» **SHORT PROBLEM**
Only the lines from the line containing "Highlight-reel tagging: indicate the blue and" to the end of the entries should be repeated, exactly as they appear.

» **STORED RECORDS**
— Begin —
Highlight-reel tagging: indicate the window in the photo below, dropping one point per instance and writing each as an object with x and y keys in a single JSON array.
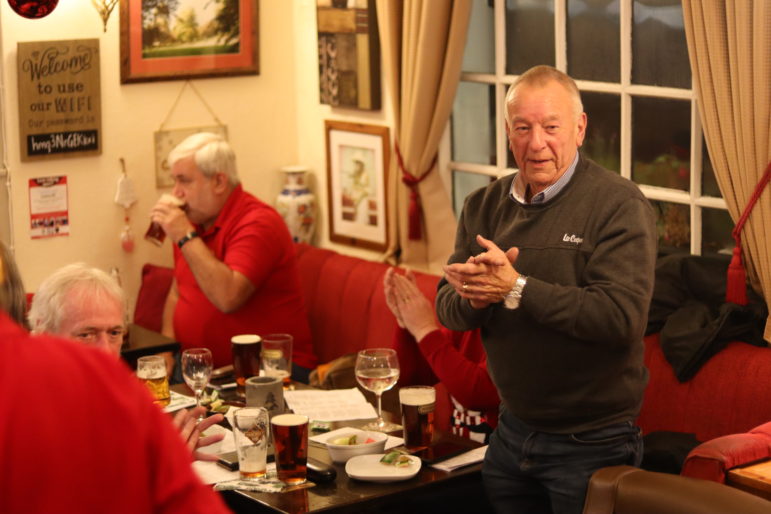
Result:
[{"x": 630, "y": 61}]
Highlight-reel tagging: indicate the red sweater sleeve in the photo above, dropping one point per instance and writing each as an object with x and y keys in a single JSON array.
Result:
[{"x": 459, "y": 361}]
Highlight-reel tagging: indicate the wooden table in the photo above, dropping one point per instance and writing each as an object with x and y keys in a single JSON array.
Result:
[{"x": 755, "y": 479}]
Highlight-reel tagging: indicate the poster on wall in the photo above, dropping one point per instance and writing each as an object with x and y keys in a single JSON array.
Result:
[
  {"x": 48, "y": 211},
  {"x": 59, "y": 99}
]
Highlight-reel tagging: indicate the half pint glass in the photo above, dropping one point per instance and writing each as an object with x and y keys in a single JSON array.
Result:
[
  {"x": 417, "y": 405},
  {"x": 290, "y": 443},
  {"x": 151, "y": 369},
  {"x": 246, "y": 359}
]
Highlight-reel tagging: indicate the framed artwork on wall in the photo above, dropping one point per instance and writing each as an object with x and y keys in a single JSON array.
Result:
[
  {"x": 349, "y": 53},
  {"x": 357, "y": 167},
  {"x": 184, "y": 39}
]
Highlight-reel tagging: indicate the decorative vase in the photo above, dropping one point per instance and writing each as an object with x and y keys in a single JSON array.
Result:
[{"x": 297, "y": 205}]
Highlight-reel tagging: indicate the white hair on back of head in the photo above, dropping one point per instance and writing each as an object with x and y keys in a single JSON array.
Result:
[
  {"x": 211, "y": 154},
  {"x": 49, "y": 303}
]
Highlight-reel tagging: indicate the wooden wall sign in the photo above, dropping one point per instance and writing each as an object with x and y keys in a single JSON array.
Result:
[{"x": 60, "y": 112}]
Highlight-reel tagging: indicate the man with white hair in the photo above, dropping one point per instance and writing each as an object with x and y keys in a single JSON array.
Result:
[
  {"x": 85, "y": 304},
  {"x": 235, "y": 267}
]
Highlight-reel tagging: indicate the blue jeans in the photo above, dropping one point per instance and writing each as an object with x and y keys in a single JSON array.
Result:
[{"x": 539, "y": 472}]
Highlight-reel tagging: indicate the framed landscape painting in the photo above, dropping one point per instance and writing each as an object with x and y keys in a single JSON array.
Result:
[
  {"x": 357, "y": 166},
  {"x": 184, "y": 39}
]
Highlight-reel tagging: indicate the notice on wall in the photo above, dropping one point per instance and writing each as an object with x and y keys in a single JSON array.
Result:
[
  {"x": 48, "y": 212},
  {"x": 59, "y": 99}
]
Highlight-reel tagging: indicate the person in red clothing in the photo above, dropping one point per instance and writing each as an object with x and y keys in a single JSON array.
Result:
[
  {"x": 235, "y": 270},
  {"x": 88, "y": 438},
  {"x": 430, "y": 354}
]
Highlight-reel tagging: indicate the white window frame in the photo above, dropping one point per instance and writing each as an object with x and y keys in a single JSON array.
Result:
[{"x": 692, "y": 198}]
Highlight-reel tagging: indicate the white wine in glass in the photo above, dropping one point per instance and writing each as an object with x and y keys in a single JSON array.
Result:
[
  {"x": 197, "y": 366},
  {"x": 377, "y": 370}
]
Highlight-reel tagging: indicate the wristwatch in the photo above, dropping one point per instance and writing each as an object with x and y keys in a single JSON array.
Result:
[
  {"x": 187, "y": 237},
  {"x": 513, "y": 297}
]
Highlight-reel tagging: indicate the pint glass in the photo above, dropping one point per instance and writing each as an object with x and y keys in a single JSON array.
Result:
[
  {"x": 246, "y": 359},
  {"x": 251, "y": 436},
  {"x": 155, "y": 233},
  {"x": 290, "y": 443},
  {"x": 417, "y": 405},
  {"x": 151, "y": 369},
  {"x": 276, "y": 357}
]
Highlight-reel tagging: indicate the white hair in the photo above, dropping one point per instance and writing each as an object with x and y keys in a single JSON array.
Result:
[
  {"x": 211, "y": 154},
  {"x": 540, "y": 76},
  {"x": 49, "y": 304}
]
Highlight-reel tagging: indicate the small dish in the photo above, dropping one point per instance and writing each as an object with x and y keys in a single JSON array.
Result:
[
  {"x": 340, "y": 453},
  {"x": 370, "y": 469}
]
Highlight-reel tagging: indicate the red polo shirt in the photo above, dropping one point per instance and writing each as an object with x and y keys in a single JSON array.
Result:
[{"x": 250, "y": 237}]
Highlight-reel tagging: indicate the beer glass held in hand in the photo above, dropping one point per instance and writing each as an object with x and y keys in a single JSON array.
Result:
[
  {"x": 417, "y": 406},
  {"x": 246, "y": 359},
  {"x": 155, "y": 233},
  {"x": 290, "y": 443},
  {"x": 251, "y": 437},
  {"x": 151, "y": 369},
  {"x": 276, "y": 357},
  {"x": 196, "y": 370},
  {"x": 377, "y": 370}
]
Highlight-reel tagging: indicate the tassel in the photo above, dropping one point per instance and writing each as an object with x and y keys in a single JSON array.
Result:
[{"x": 736, "y": 280}]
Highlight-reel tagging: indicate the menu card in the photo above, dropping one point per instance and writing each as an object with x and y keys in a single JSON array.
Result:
[{"x": 334, "y": 405}]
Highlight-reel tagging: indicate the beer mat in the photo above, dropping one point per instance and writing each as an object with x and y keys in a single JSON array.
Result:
[
  {"x": 268, "y": 484},
  {"x": 464, "y": 459},
  {"x": 332, "y": 405},
  {"x": 179, "y": 401},
  {"x": 321, "y": 440}
]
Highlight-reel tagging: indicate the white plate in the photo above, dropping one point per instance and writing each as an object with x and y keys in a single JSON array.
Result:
[{"x": 369, "y": 468}]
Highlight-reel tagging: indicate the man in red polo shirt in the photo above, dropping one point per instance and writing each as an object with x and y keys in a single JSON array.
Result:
[{"x": 235, "y": 270}]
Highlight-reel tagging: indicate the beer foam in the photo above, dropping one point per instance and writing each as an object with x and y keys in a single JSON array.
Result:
[
  {"x": 289, "y": 420},
  {"x": 171, "y": 200},
  {"x": 417, "y": 396},
  {"x": 245, "y": 339}
]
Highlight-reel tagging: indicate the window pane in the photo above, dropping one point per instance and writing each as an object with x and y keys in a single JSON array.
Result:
[
  {"x": 659, "y": 49},
  {"x": 673, "y": 221},
  {"x": 716, "y": 227},
  {"x": 603, "y": 132},
  {"x": 593, "y": 40},
  {"x": 473, "y": 123},
  {"x": 464, "y": 183},
  {"x": 479, "y": 56},
  {"x": 709, "y": 185},
  {"x": 661, "y": 137},
  {"x": 529, "y": 34}
]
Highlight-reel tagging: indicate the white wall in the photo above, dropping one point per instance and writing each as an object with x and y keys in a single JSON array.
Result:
[{"x": 273, "y": 119}]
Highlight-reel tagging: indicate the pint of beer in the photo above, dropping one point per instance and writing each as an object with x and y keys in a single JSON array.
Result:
[
  {"x": 155, "y": 233},
  {"x": 151, "y": 369},
  {"x": 417, "y": 405},
  {"x": 290, "y": 443},
  {"x": 246, "y": 359}
]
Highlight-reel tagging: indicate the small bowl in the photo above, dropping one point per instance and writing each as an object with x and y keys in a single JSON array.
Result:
[{"x": 340, "y": 453}]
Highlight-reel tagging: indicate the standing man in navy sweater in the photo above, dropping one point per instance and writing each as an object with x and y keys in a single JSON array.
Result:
[{"x": 555, "y": 264}]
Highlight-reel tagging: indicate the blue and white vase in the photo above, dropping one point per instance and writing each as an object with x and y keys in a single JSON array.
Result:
[{"x": 297, "y": 205}]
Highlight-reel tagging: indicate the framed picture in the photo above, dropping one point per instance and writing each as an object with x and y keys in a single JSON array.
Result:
[
  {"x": 183, "y": 39},
  {"x": 357, "y": 166},
  {"x": 166, "y": 140}
]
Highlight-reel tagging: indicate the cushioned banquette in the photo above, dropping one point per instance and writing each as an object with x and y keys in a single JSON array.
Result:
[{"x": 347, "y": 312}]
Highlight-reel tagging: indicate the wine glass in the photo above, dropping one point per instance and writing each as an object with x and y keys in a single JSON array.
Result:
— End —
» **RIGHT ANSWER**
Highlight-reel tagging: indicate the blue and white vase in the photo above, dropping one point per instance and writing each as an object with x and y keys in a single JSON array.
Result:
[{"x": 297, "y": 205}]
Highlight-reel tagging: indicate the framed picture in the photo above, dropping one point per instance and writing each as an object with x and y keys in a single JSON array.
Result:
[
  {"x": 183, "y": 39},
  {"x": 357, "y": 166},
  {"x": 166, "y": 140}
]
Highlight-reel tagging: indicate the cushioned banquette in the photo above, dropping one point per instance and writing each as an object with x and y keys in a single JSON array.
Result:
[{"x": 347, "y": 312}]
Highlight-reel tagging: indicate the wine glass in the photo above, dropping one point per instance and writing each as an object with x and y keys in a single JSON array.
Result:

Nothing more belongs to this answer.